Supplied text
= = = = = = =
Friday, April 8, 2022

Recovering From Burnout

A Walk in the Park, 10x10" mixed media on wood cradle panel. 

For the past few months, I have stepped back from many of my usual activities. I'm hardly online these days, I'm not doing any shows this year, I'm not painting nearly as much or as often, and I'm certainly not doing as much work to drive traffic to my website. 

It's been a few months now... I think I started to feel this crushing overwhelm around November or December last year, and just chalked it up to my usual Winter Blues. This time it was different though. I'd spend my visits with my mom obsessively cleaning her apartment instead of visiting (it needed it, so I wasn't wasting time, but maybe avoiding the reality that she wasn't managing well). I'd not answer my phone when my friends called. I was spending my work days with my headphones on so I wouldn't have to talk to people (ok, I'm still doing that, but in my defence, there are a few people in my space who spout utter nonsense that I just don't want to hear). I decided to cut myself from slack and just let myself be a slug for a few months. It's been a stressful few years, and the last thing I wanted was for my body to give out on me because I was pushing too hard. 

My day job is in what's called a "deadline driven" environment. Basically, when I get handed a job, some invisible timer starts ticking... the amount of time I have varies depending on the client and the contract, and doesn't change no matter how many changes the client makes. For instance, last week I spent the better part of a day adding labels to a large number of product images only to be told to remove them all the next day. And the following day I added revised labels. The deadline didn't change. I changed jobs a few years ago because I had gotten to the point of having panic attacks when I had to deal with particular people. Realizing that wasn't a sustainable state, I left a job I'd been at for close to 20 years to something related but considerably less stressful. And the covid hit. FML.

I'm in the office a few days a week, because some tasks require me to use these large photographic printers. Since I was there anyway, I got loaded up with tasks that were usually done by other people so that they could work from home. Add in a few people (also coming in to the office) who believe every bit of right-wing propaganda going around and feel it is their responsibility to convince me its truth, a couple sales people who believe my time is best spent running around the building hunting for something their client may or may not have sent, and a couple coworkers who believe the best way to make what they want a priority is to call me on Teams and harass me until I do it, and you've got my current circumstance. Hardly the low-key, no stress job I though I was getting. 

Add in the general stress of a parent with declining mobility, a child trying to launch a career in the worst economy since the depression, on top of a GOLBAL PANDEMIC, and that sense of crushing overwhelm became my life.
= = = = = = =
(Pointing data for referring expressions)
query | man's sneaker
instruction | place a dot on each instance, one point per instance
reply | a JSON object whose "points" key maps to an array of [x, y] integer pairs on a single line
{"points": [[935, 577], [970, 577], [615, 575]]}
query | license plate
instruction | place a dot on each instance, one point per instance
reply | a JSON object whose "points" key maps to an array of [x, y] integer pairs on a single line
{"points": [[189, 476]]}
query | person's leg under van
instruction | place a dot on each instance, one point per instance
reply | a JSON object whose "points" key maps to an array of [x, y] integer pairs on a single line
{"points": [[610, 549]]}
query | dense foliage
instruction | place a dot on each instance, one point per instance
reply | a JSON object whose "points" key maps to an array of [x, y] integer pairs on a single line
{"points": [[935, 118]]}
= = = = = = =
Set of tasks
(a) According to the post on recovering from burnout, how long had the writer been at the job they left a few years ago?
(b) List the activities that the post on recovering from burnout says the writer has stepped back from or is doing less of in the past few months.
(c) From the post on recovering from burnout, return the passage that begins at the words "A Walk in the" and stops after "to my website.".

Responses in order
(a) Close to 20 years.

(b)
- Being online
- Doing shows (none this year)
- Painting
- Working to drive traffic to the website

(c)
A Walk in the Park, 10x10" mixed media on wood cradle panel. 

For the past few months, I have stepped back from many of my usual activities. I'm hardly online these days, I'm not doing any shows this year, I'm not painting nearly as much or as often, and I'm certainly not doing as much work to drive traffic to my website.